§ **WHAT THIS EXERCISE ASKS**
**A.** List every signal name that appears in the XFD patch reply.
**B.** According to the XFD patch reply, what kind of instruction is the first one to touch a TMM register likely to be?
**C.** Reproduce the passage of the XFD patch reply that starts with "That's why I" and goes on through "change to SIGKILL.".
** Begin SELECTED EXCERPT **
Re: [PATCH v9 12/26] x86/fpu/xstate: Use feature disable (XFD) to protect dynamic user state

From: Thiago Macieira
Date: Tue Aug 31 2021 - 18:39:26 EST


On Tuesday, 31 August 2021 15:15:55 PDT Len Brown wrote:
> Indeed, I believe that there is universal agreement that a synchronous
> return code
> from a system call is a far superior programming model than decoding
> the location of a failure in a system call. (no, the IP isn't random -- it
> is always the 1st instruction in that thread to touch a TMM register).

That instruction is actually likely going to be a memory load, probably an
LDTILECFG. So the developer will see a crashing instruction with a pointer and
will spend time trying to figure out why that pointer was wrong, when there
was nothing wrong with it.

That's why I suggested (and Chang implemented) a SIGILL for when #NM is
received and the arch_prctl() wasn't previously done. The OOM condition, if
the extra state is dynamically allocated, was meant to stay a SIGSEGV, but
maybe should change to SIGKILL.

On the other hand, if it it's allocated at the syscall, then the kernel can
return -ENOMEM for it (which would allow for graceful degradation) or for a
later clone() syscall starting a new thread (which I don't expect to ever
gracefully degrade).

> decoding the location of the failure in a *signal hander*

That's a separate problem.

We can't be sure that the portion of the userspace doing the alt-stack crash
handler is aware of the portion using AMX. There's no way to enforce this. The
prctl() is a good indication, but I have no clue how high the correlation will
be.

--
Thiago Macieira - thiago.macieira (AT) intel.com
Software Architect - Intel DPG Cloud Engineering
** End SELECTED EXCERPT **
** Begin RAW DATA **
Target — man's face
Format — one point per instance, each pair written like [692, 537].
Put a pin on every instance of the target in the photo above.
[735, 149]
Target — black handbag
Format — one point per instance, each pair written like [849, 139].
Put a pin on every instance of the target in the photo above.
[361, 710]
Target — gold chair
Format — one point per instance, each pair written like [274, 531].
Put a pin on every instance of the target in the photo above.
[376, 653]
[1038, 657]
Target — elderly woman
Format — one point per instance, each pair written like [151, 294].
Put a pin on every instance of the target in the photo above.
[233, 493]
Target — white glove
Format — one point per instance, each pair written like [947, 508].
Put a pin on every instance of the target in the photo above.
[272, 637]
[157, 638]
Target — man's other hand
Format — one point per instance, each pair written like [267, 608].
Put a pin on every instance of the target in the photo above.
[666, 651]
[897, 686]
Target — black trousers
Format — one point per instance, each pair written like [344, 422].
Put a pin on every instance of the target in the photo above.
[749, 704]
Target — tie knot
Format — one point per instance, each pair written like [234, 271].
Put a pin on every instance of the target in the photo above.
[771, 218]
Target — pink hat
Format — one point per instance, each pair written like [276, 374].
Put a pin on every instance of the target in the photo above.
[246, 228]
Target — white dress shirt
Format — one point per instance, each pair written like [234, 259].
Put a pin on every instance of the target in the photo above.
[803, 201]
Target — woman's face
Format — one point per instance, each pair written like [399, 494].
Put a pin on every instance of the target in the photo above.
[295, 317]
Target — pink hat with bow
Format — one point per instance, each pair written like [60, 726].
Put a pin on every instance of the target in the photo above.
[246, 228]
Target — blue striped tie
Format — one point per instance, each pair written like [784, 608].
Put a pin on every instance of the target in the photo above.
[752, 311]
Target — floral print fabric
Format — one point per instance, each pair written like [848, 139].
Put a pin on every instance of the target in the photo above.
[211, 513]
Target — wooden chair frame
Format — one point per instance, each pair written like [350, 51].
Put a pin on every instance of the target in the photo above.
** End RAW DATA **
§ **RESPONSES TO THE TASKS**
**A.** SIGILL, SIGSEGV, SIGKILL

**B.** A memory load, probably an LDTILECFG.

**C.**
That's why I suggested (and Chang implemented) a SIGILL for when #NM is
received and the arch_prctl() wasn't previously done. The OOM condition, if
the extra state is dynamically allocated, was meant to stay a SIGSEGV, but
maybe should change to SIGKILL.